→ 提示本文:
四街道駅は開業当初、北口しかなく今の南口は貨物専用のホームがあるだけでした。その後はどのようにして、劇的に変化していったのでしょうか。今回のお話は、四街道南口の変化を中心にお送りします。
南口を語る前に・・・
まずは四街道駅の歴史について紹介していきましょう。1894年12月に開業して以来、駅舎は北側の大日寄りに建築されました。南口はというと貨物駅が建てられた程度で、貨車が積み荷を降ろしたり積んだりするためのホームとして用意されていました。当然ながら、運送会社のトラックを止めるベイも存在していましたので、農作物などが各地へと運ばれていったわけです。
駅の南側は民家が立ち並ぶ程度で、現在のめいわ地区などに相当する地域はまだ開発していないため、農耕地が広がっていました。南側に住んでいる人たちからすれば、改札口は北側にしかなく、踏切を渡って対岸へと渡る以外アクセスする方法は皆無だったのです。この状態は1974年の貨物取り扱いがなくなるまで続いたのです。
不便だった駅の南側
南側に住んでいる人たちにとって、今は南口はありがたい存在となりましたが、昔はすごく不便だったということは先に触れたとおりです。貨物ホームがなくなり、利便性を高めるにはどうすればよいのかということで、出た答えが駅舎そのものを新しくすることでした。当時の国鉄からすれば、駅の整備は至極当たり前のことでしたし、限られた予算の中でうまくやっていくことが最大の課題でした。
四街道は当時「四街道町」という自治体でしたが、東京のベッドタウンとして注目され始めたころでしたし、都心では土地が限られて一戸建てなんて夢のまた夢のお話でしたから、郊外へと活路を見出したわけです。西側は多摩地区や、東側は北総地区などが、東京から1時間程度の通勤距離として理にかなっていたわけです。
これらの状況を背景に、四街道町は人口増加により市政へと移行することになり、今の「四街道市」が誕生したのは1981年のことでした。国鉄もこの市制移行をチャンスに駅舎そのものを建て替え、橋上駅舎へと姿を変えて北口と南口の行き来を便利にするということでした。
南口ができたはいいけれど・・・
それでも、すべての問題は解決されていなかったのです。当時の路線バスは北口からしかでておらず、路線バスの一部は南口へと移行する予定でした。橋上駅舎とセットで完成するはずでしたが、地主との対立は続いていました。
長年守り続けてきた土地を手放すのは、残された者たちにとっては不本意でしたし、先祖に対して不安要素しかなかったわけです。それ故に、南口の開発が遅れた要因となったわけです。紆余曲折の末、2010年に整備が完了しここまで来るのに約30年近くの時間を要したわけです。

→ 課題 1: 四街道駅の文章から、「駅の南側は民家が立ち並ぶ程度」という語句を含むところで始まり「便利にするということでした。」で終わる部分を、一字も変えずに複製してください。
→ 課題 2:
四街道駅の文章について、次の問いに答えてください。
(a) 四街道駅が開業したのは何年何月ですか？
(b) 駅の南側の状態は、何年に貨物取り扱いがなくなるまで続きましたか？
(c) 「四街道市」が誕生したのは何年ですか？
この後の一覧は、四街道駅の文章とは別の資料です。

→ データ抜粋:
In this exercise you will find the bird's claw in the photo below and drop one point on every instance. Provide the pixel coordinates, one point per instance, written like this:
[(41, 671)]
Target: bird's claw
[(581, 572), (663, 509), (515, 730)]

→ 記述解答 1:
駅の南側は民家が立ち並ぶ程度で、現在のめいわ地区などに相当する地域はまだ開発していないため、農耕地が広がっていました。南側に住んでいる人たちからすれば、改札口は北側にしかなく、踏切を渡って対岸へと渡る以外アクセスする方法は皆無だったのです。この状態は1974年の貨物取り扱いがなくなるまで続いたのです。
不便だった駅の南側
南側に住んでいる人たちにとって、今は南口はありがたい存在となりましたが、昔はすごく不便だったということは先に触れたとおりです。貨物ホームがなくなり、利便性を高めるにはどうすればよいのかということで、出た答えが駅舎そのものを新しくすることでした。当時の国鉄からすれば、駅の整備は至極当たり前のことでしたし、限られた予算の中でうまくやっていくことが最大の課題でした。
四街道は当時「四街道町」という自治体でしたが、東京のベッドタウンとして注目され始めたころでしたし、都心では土地が限られて一戸建てなんて夢のまた夢のお話でしたから、郊外へと活路を見出したわけです。西側は多摩地区や、東側は北総地区などが、東京から1時間程度の通勤距離として理にかなっていたわけです。
これらの状況を背景に、四街道町は人口増加により市政へと移行することになり、今の「四街道市」が誕生したのは1981年のことでした。国鉄もこの市制移行をチャンスに駅舎そのものを建て替え、橋上駅舎へと姿を変えて北口と南口の行き来を便利にするということでした。

→ 記述解答 2:
(a) 1894年12月
(b) 1974年
(c) 1981年